NAME
    Apache::HeavyCGI - Framework to run complex CGI tasks on an Apache
    server

SYNOPSIS
     use Apache::HeavyCGI; # see eg/ directory of the distribution
                           # for a complete example/template

WARNING UNSUPPORTED ALPHA CODE RELEASED FOR DEMO ONLY
    The release of this software is only for evaluation purposes to people
    who are actively writing code that deals with Web Application
    Frameworks. This package is probably just another Web Application
    Framework and may be worth using or may not be worth using. As of this
    writing (July 1999) it is by no means clear if this software will be
    developed further in the future. The author has written it over many
    years and is deploying it in several places, e.g.
    http://www.stadtplandienst.de, http://netlexikon.akademie.de and really
    soon on http://pause.perl.org too. It has turned out to be useful for
    him. YMMV.

    There is no official support for this software. If you find it useful or
    even if you find it useless, please mail the author directly.

    But please make sure you remember: THE RELEASE IS FOR DEMONSTRATION
    PURPOSES ONLY.

+ + + + + + +

Written problem A: Please reproduce the passage of the Apache::HeavyCGI page between "WARNING UNSUPPORTED ALPHA" and "the author directly.", inclusive.
Written problem B: Summarize the Apache::HeavyCGI page in two sentences.
Written problem C:
Answer these questions using the Apache::HeavyCGI page:
(i) On what kind of server does the framework run CGI tasks?
(ii) Which directory of the distribution holds a complete example/template?
(iii) In what month and year was the warning written?

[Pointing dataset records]

+ + + + + + +

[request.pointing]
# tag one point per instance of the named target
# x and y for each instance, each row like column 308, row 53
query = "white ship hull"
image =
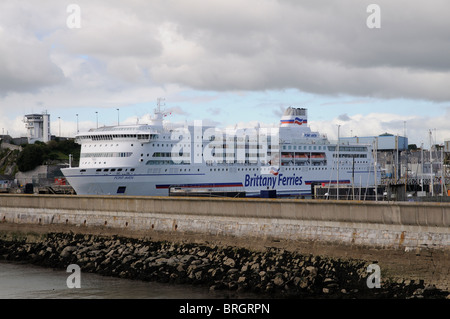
column 142, row 162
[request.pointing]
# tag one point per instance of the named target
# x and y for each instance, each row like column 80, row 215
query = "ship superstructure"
column 151, row 159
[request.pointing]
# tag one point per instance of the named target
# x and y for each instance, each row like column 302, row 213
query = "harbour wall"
column 397, row 225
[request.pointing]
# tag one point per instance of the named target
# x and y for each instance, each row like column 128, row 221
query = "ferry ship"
column 156, row 158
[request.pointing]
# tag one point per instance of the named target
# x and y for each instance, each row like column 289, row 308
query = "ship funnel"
column 294, row 117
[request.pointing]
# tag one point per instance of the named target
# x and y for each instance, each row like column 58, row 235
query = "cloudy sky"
column 227, row 62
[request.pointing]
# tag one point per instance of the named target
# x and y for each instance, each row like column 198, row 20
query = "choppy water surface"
column 23, row 281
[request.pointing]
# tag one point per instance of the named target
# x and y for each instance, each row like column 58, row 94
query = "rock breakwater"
column 271, row 273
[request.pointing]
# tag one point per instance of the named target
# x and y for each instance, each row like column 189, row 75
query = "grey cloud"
column 321, row 47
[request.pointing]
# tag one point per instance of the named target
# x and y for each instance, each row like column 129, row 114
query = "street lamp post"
column 338, row 160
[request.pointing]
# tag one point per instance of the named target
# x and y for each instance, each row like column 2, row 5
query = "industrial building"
column 38, row 127
column 383, row 142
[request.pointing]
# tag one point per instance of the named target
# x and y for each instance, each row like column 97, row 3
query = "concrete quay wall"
column 402, row 225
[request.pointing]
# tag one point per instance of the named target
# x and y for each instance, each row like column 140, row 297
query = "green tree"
column 31, row 156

+ + + + + + +

Written reply A:
WARNING UNSUPPORTED ALPHA CODE RELEASED FOR DEMO ONLY
    The release of this software is only for evaluation purposes to people
    who are actively writing code that deals with Web Application
    Frameworks. This package is probably just another Web Application
    Framework and may be worth using or may not be worth using. As of this
    writing (July 1999) it is by no means clear if this software will be
    developed further in the future. The author has written it over many
    years and is deploying it in several places, e.g.
    http://www.stadtplandienst.de, http://netlexikon.akademie.de and really
    soon on http://pause.perl.org too. It has turned out to be useful for
    him. YMMV.

    There is no official support for this software. If you find it useful or
    even if you find it useless, please mail the author directly.

Written reply B: Apache::HeavyCGI is a framework for running complex CGI tasks on an Apache server, released as unsupported alpha code for evaluation by people actively writing code that deals with Web Application Frameworks. As of July 1999 it was unclear whether it would be developed further, and with no official support offered, anyone who finds it useful or useless is asked to mail the author directly.

Written reply C:
(i) An Apache server
(ii) The eg/ directory
(iii) July 1999